Dalam menanggulangi problematika ummat di atas, sebagai barisan waratsatul anbiya’, para ulama yang peduli nasib ummatnya berjuang sekuat tenaga mencari solusi terbaik. Ini dimaksudkan agar permasalahan tidak berlarut-larut dan ummat sadar atas kekeliruannya.
Satu di antara ulama kontemporer yang concern dan istiqomah mengawal serta menyuntikkan semangat kebangkitan ummat Islam adalah, Syaikh Dr. Yusuf Al-Qaradhawi. Ia terlahir sebagai motivator ummat. Dengan orasi, pena, bahkan jiwanya, ia wakafkan dirinya demi Izzul Islam wal Muslimin. Ia melakukan pemetaan terhadap problem keummatan kontemporer dan menghadirkan solusi konkrit yang up to date namun tetap orisinil. Ia menulis banyak buku, yang sebagian besar adalah dalam ranah pemikiran yang diramu apik dengan kajian fikih, akidah, muamalah, politik, dan cabang Islam lainnya. Satu di antara buah pikirannya adalah, pentingnya skala prioritas dalam beramal dan beribadah, terutama pada masa seperti saat ini. Hal ini dituangkan dalam sebuah buku Fi Fiqhil Aulawiyyat (Dirasah Jadidah fi Dhau’I Al- Qur’an was-Sunnah).
Dalam mukaddimah bukunya itu, Doktor lulusan Universitas Al-Azhar Mesir ini menulis:
“Studi yang penulis sajikan di hadapan Anda sekarang ini merupakan sebuah topik yang kami anggap sangat penting, karena ia memberikan solusi terhadap tiadanya keseimbangan -dari sudut pandang agama- dalam memberikan penilaian terhadap perkara-perkara, pemikiran dan perbuatan; mendahulukan sebagian perkara atas sebagian yang lain; mana perkara yang perlu didahulukan, dan mana pula perkara yang perlu diakhirkan; perkara mana yang harus diletakkan dalam urutan pertama, dan perkara mana yang mesti ditempatkan pada urutan ke tujuh puluh pada anak tangga perintah Tuhan dan petunjuk Nabi saw. Persoalan ini begitu penting mengingat keseimbangan terhadap masalah-masalah yang perlu diprioritaskan oleh kaum Muslimin telah hilang dari mereka pada zaman kita sekarang ini.
Sebelumnya, saya menyebut perkara ini dengan istilah "fiqh urutan pekerjaan"; namun sekarang ini dan sejak beberapa tahun yang lalu saya menemukan istilah yang lebih pas, yaitu "fiqh prioritas"; karena istilah yang disebut terakhir lebih mencakup, luas, dan lebih menunjukkan kepada konteksnya.”

--------

--- Sasaran Tugas ---
- A) Ringkaslah kutipan tentang fiqh prioritas di atas dalam dua kalimat.
- B) Terjemahkan kalimat dari kutipan tentang fiqh prioritas ini ke dalam bahasa Inggris: "Ia melakukan pemetaan terhadap problem keummatan kontemporer dan menghadirkan solusi konkrit yang up to date namun tetap orisinil."
Baris-baris data di bawah sama sekali tidak berperan dalam hal ini.

--------

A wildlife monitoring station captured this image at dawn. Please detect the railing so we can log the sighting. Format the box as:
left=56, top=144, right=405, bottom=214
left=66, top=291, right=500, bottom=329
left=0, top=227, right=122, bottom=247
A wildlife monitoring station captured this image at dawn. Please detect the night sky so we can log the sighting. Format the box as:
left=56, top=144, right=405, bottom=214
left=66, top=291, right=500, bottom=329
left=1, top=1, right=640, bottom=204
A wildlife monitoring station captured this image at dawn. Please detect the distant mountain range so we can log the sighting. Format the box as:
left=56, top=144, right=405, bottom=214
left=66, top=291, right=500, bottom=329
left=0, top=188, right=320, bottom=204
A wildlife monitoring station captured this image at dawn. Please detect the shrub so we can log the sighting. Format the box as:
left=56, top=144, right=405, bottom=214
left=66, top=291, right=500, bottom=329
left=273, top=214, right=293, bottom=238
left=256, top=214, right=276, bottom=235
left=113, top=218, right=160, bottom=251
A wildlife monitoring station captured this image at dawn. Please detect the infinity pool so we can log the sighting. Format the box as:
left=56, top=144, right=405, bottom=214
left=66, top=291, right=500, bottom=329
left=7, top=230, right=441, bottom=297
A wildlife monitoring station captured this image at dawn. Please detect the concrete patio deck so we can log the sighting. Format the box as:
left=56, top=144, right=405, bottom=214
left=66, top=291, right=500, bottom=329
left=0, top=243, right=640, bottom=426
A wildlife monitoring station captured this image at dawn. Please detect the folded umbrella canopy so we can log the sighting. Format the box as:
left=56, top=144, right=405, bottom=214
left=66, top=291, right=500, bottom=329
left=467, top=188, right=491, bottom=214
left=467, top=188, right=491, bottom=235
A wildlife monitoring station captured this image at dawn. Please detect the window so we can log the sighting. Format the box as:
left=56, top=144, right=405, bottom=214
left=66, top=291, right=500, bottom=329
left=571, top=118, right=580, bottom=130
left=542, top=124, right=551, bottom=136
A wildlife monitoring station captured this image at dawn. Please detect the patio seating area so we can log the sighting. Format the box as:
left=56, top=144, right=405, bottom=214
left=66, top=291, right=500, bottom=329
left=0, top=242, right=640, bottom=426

--------

--- Jawaban Tiap Tugas ---
- A) Para ulama berjuang mencari solusi atas problematika ummat, dan salah satunya adalah Syaikh Dr. Yusuf Al-Qaradhawi, yang menulis banyak buku dan menuangkan gagasan tentang pentingnya skala prioritas dalam beramal dan beribadah dalam buku Fi Fiqhil Aulawiyyat. Dalam mukaddimahnya ia menyatakan bahwa studi itu penting karena kaum Muslimin zaman sekarang telah kehilangan keseimbangan terhadap masalah yang perlu diprioritaskan, dan ia memilih istilah "fiqh prioritas" karena lebih mencakup daripada "fiqh urutan pekerjaan".

- B) He mapped the contemporary problems of the ummah and presented concrete solutions that are up to date yet still original.